Exclude all pictures, then restate the entries below word for word.

Annotated photo localization data
<<<<

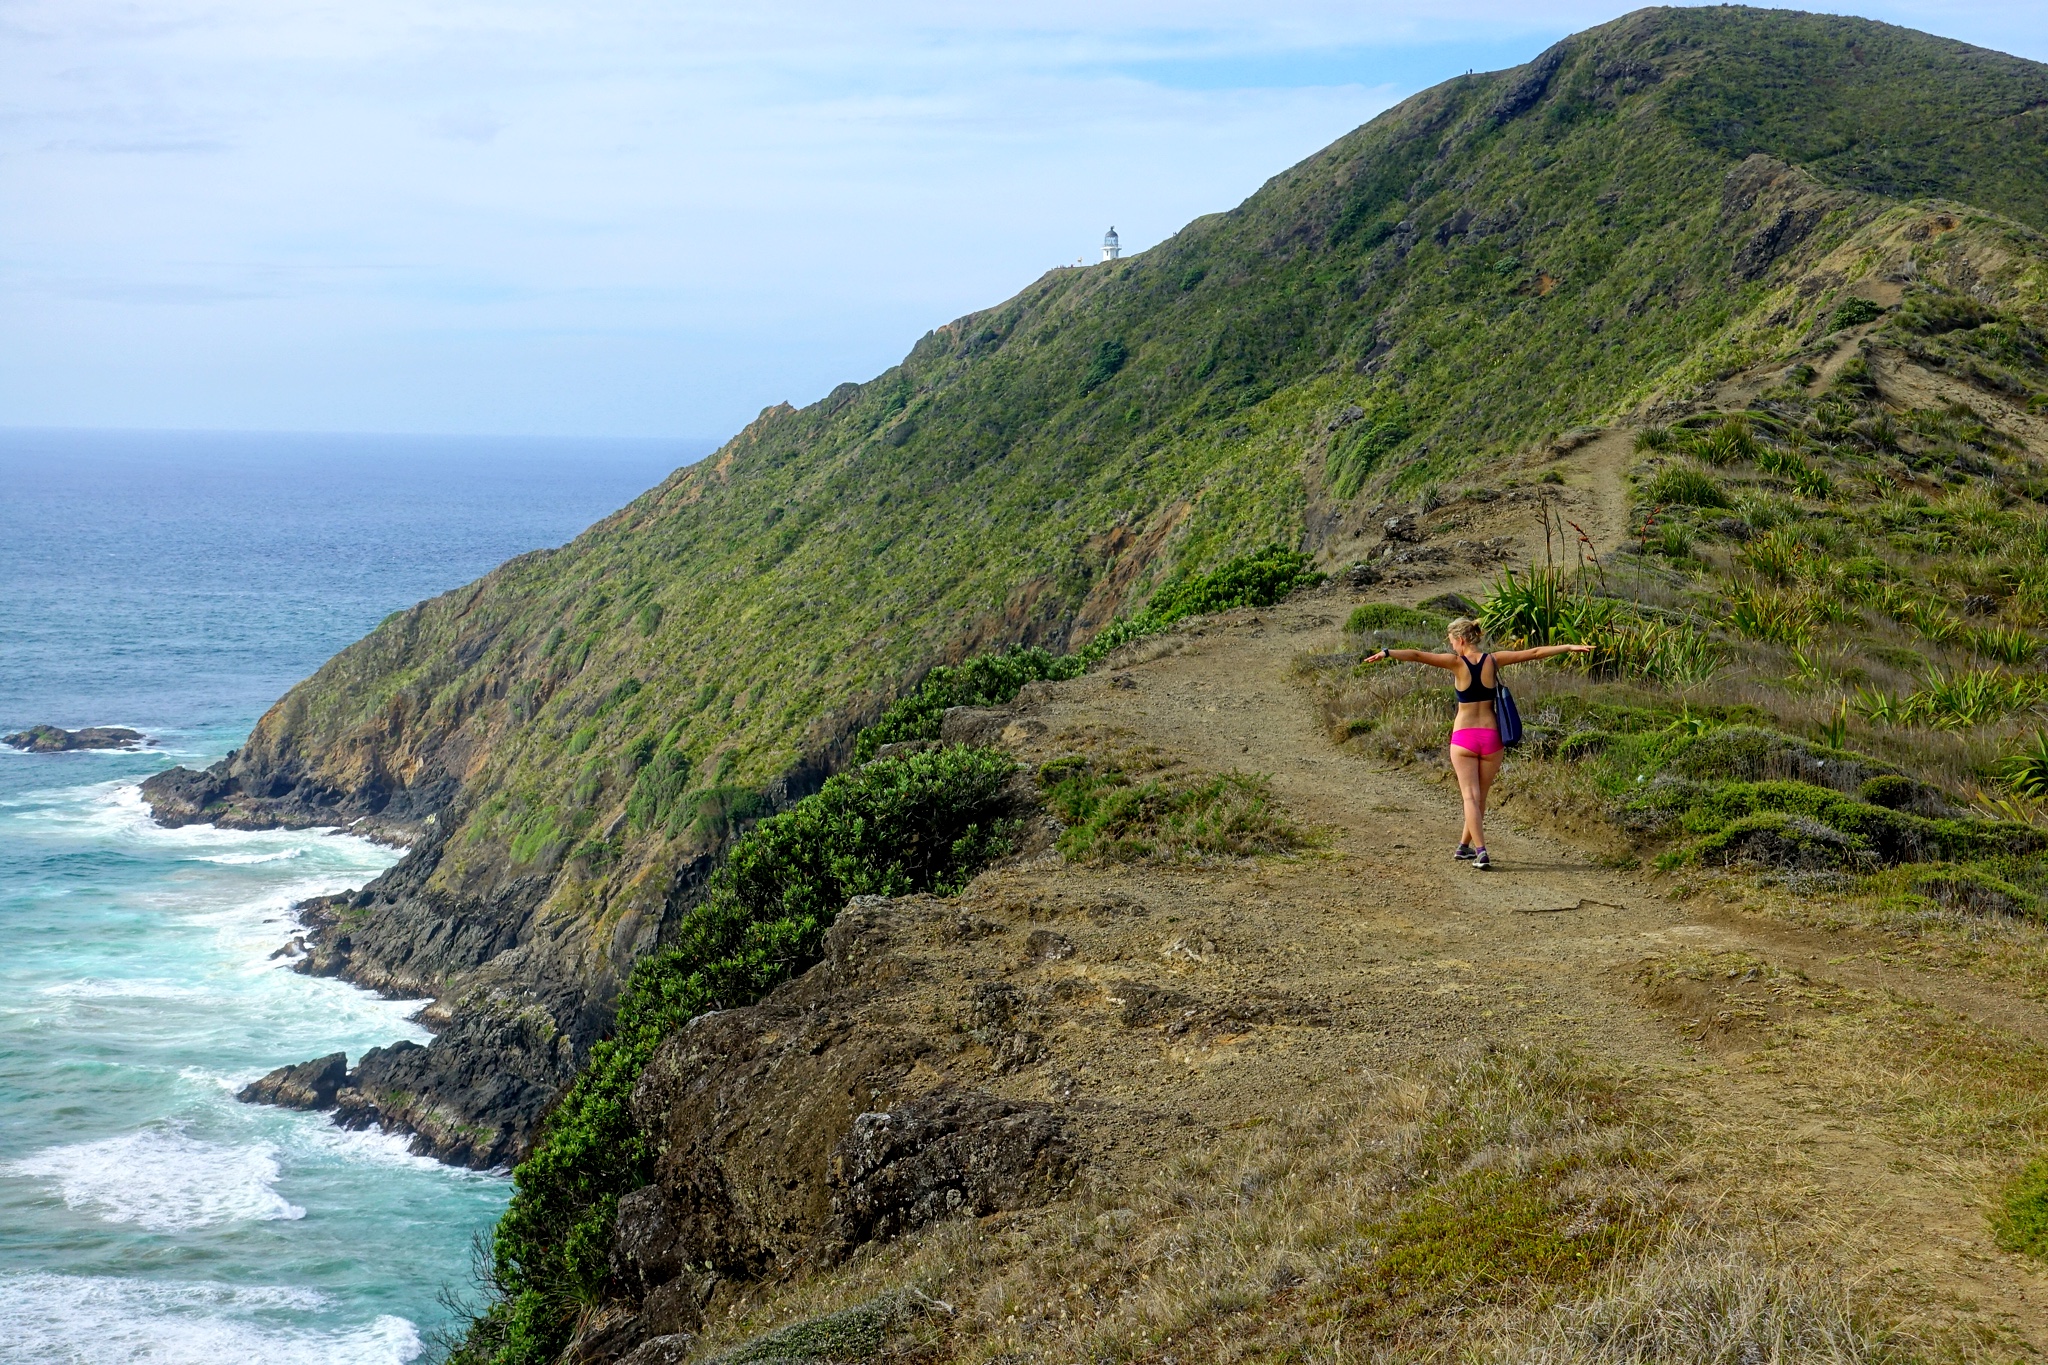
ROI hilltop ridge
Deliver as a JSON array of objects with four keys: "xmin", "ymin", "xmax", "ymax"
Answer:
[{"xmin": 146, "ymin": 4, "xmax": 2048, "ymax": 1179}]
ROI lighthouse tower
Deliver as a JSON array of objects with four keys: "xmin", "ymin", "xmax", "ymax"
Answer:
[{"xmin": 1101, "ymin": 227, "xmax": 1121, "ymax": 263}]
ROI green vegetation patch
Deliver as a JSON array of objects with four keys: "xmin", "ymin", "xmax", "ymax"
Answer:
[
  {"xmin": 854, "ymin": 646, "xmax": 1081, "ymax": 761},
  {"xmin": 1346, "ymin": 602, "xmax": 1448, "ymax": 637},
  {"xmin": 1644, "ymin": 463, "xmax": 1731, "ymax": 509},
  {"xmin": 1995, "ymin": 1156, "xmax": 2048, "ymax": 1261},
  {"xmin": 459, "ymin": 745, "xmax": 1022, "ymax": 1365},
  {"xmin": 1039, "ymin": 755, "xmax": 1316, "ymax": 864},
  {"xmin": 1082, "ymin": 545, "xmax": 1325, "ymax": 664}
]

>>>>

§ **Answer space**
ROI hilltop ridge
Deliver as a JSON array of objects with four keys: "xmin", "ymin", "xmax", "ymax"
Answer:
[{"xmin": 146, "ymin": 4, "xmax": 2048, "ymax": 1179}]
ROI lighthouse tower
Deliver as a JSON array of objects with four keys: "xmin", "ymin", "xmax", "ymax"
Answer:
[{"xmin": 1101, "ymin": 227, "xmax": 1121, "ymax": 263}]
ROI green vegetation patch
Deliver as a JSON array of objects with four keys: "xmin", "ymin", "xmax", "ymax"
Answer:
[
  {"xmin": 854, "ymin": 646, "xmax": 1081, "ymax": 761},
  {"xmin": 1346, "ymin": 602, "xmax": 1448, "ymax": 637},
  {"xmin": 1644, "ymin": 463, "xmax": 1731, "ymax": 509},
  {"xmin": 1995, "ymin": 1156, "xmax": 2048, "ymax": 1261},
  {"xmin": 459, "ymin": 745, "xmax": 1022, "ymax": 1365},
  {"xmin": 1039, "ymin": 755, "xmax": 1316, "ymax": 864},
  {"xmin": 1082, "ymin": 545, "xmax": 1325, "ymax": 664}
]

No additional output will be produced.